● Work to complete
Please report each line in the material below that includes "loaf".

● Exercise data
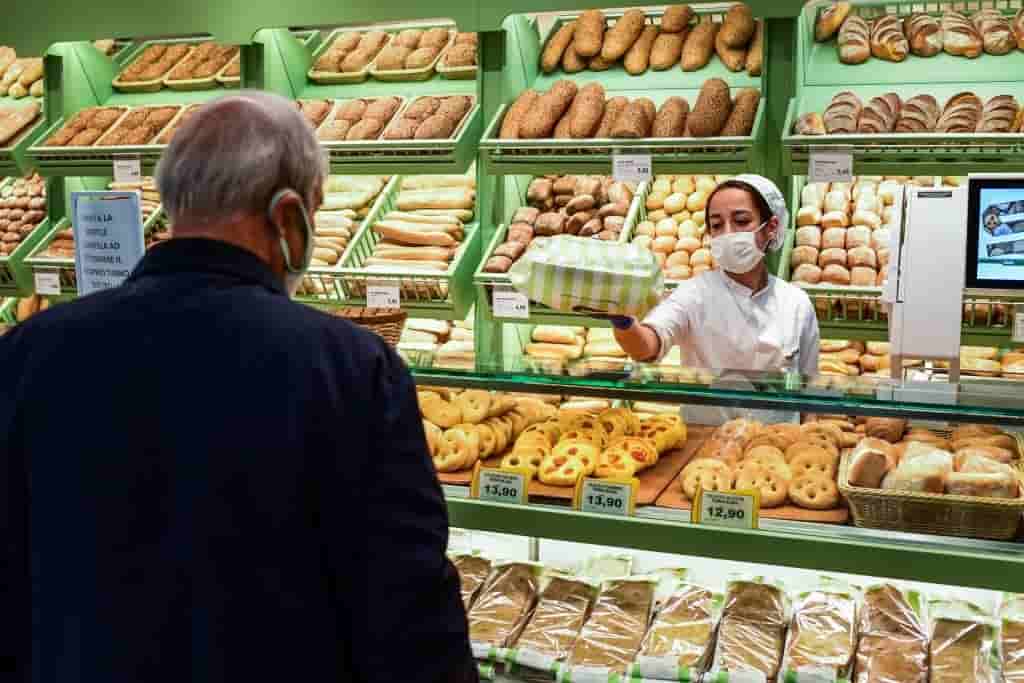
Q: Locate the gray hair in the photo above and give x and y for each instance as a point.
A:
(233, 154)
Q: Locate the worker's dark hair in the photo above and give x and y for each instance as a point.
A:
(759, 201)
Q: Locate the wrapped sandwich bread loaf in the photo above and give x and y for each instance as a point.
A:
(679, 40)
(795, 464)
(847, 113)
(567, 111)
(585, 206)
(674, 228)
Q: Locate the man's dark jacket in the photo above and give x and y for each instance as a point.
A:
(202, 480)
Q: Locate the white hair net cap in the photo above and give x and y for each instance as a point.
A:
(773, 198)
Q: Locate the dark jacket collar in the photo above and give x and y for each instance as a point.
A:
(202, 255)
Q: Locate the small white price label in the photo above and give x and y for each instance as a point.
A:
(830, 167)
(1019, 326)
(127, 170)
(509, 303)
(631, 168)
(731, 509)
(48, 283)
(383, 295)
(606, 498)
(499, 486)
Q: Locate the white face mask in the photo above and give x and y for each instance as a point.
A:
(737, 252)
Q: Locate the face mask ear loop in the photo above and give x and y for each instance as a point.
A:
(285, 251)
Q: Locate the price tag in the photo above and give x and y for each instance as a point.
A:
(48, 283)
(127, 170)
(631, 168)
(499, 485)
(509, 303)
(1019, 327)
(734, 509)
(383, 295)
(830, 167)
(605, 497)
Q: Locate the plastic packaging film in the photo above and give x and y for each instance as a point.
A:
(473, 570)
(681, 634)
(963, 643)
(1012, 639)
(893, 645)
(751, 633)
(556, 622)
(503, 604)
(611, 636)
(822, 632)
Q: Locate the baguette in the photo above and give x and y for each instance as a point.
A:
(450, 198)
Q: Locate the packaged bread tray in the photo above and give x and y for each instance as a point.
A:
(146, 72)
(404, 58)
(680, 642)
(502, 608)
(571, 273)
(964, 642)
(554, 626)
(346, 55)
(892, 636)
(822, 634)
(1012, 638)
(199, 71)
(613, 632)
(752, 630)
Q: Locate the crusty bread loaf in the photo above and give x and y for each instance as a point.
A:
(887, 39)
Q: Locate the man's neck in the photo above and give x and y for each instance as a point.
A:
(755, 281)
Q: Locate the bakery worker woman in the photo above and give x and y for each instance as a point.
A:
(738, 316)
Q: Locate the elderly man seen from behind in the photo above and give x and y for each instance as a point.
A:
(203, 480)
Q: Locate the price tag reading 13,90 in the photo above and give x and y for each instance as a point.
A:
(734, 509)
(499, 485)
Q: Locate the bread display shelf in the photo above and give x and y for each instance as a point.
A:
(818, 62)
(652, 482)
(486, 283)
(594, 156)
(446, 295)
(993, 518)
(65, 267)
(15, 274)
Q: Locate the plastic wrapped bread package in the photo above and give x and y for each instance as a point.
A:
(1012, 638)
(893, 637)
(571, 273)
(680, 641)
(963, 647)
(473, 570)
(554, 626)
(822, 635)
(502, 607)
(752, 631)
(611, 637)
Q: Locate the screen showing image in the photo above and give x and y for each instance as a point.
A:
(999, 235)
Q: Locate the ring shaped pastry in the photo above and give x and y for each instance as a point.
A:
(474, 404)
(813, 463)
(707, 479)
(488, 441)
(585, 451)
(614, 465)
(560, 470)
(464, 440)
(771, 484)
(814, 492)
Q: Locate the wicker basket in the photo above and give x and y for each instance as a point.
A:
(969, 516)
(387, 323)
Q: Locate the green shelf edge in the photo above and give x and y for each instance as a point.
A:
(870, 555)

● Answer to this problem
Q: Locate the wrapped sandwich bread loaf in the photo above and give x and y for each instance as a point.
Q: Locate the crusty bread loaf in the photo above and give x and y for each instance as a point.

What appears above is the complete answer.